:: DATASET EXCERPTS

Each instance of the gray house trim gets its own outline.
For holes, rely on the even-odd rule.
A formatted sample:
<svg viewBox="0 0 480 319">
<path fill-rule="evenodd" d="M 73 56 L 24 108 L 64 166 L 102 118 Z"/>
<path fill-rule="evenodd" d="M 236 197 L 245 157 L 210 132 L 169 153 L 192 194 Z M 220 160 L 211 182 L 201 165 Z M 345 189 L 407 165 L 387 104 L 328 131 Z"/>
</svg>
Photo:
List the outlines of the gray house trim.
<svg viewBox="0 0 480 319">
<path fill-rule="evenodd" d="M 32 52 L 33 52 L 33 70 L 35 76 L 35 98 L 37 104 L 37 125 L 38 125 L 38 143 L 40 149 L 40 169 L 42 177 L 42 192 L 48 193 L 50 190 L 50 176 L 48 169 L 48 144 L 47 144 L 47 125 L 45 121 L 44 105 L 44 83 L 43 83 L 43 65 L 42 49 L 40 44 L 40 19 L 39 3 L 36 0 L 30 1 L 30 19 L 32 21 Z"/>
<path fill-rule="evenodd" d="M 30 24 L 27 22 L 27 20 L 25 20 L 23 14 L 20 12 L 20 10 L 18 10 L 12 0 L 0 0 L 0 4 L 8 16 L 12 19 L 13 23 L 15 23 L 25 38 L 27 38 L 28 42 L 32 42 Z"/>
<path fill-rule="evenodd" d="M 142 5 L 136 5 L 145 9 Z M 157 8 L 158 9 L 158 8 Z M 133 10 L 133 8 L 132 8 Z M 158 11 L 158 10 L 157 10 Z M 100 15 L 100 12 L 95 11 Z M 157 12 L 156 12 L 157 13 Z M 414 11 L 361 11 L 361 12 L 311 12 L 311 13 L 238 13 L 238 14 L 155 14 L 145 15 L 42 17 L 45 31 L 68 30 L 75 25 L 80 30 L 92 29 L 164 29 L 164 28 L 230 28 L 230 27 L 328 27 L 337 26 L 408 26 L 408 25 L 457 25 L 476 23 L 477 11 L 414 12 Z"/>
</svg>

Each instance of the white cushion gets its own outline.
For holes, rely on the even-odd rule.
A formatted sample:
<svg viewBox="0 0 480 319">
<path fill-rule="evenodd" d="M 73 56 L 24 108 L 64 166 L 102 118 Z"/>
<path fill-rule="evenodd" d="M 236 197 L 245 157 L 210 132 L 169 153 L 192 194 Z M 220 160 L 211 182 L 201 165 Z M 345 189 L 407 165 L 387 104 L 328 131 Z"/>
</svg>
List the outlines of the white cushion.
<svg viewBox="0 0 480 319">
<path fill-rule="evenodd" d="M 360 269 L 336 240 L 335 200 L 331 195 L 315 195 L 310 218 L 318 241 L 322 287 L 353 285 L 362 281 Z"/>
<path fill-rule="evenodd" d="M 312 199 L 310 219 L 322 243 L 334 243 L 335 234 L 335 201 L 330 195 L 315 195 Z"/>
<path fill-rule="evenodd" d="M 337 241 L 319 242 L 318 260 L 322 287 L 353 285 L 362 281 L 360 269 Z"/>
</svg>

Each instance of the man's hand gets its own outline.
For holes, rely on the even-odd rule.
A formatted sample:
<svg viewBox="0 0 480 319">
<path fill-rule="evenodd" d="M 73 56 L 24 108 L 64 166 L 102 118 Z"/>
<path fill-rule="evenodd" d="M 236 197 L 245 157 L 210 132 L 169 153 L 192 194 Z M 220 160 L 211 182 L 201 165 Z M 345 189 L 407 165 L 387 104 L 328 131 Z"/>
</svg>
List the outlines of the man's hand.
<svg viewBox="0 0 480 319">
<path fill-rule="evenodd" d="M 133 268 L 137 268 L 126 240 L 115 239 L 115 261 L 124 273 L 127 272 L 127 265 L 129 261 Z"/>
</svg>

::::

■ EXERCISE AIM ■
In the answer, include exactly the lines from the line containing "Each instance of the man's" through the end of the data, and nothing else.

■ SOLUTION ■
Each instance of the man's hand gets its own outline.
For holes, rely on the even-odd rule.
A formatted sample:
<svg viewBox="0 0 480 319">
<path fill-rule="evenodd" d="M 73 56 L 24 108 L 64 166 L 102 118 Z"/>
<path fill-rule="evenodd" d="M 236 197 L 245 157 L 210 132 L 169 153 L 192 194 Z M 220 160 L 211 182 L 201 165 Z M 345 189 L 407 165 L 387 104 L 328 131 Z"/>
</svg>
List the outlines of the man's hand.
<svg viewBox="0 0 480 319">
<path fill-rule="evenodd" d="M 133 268 L 137 268 L 126 240 L 115 239 L 115 261 L 124 273 L 127 272 L 127 265 L 129 261 Z"/>
</svg>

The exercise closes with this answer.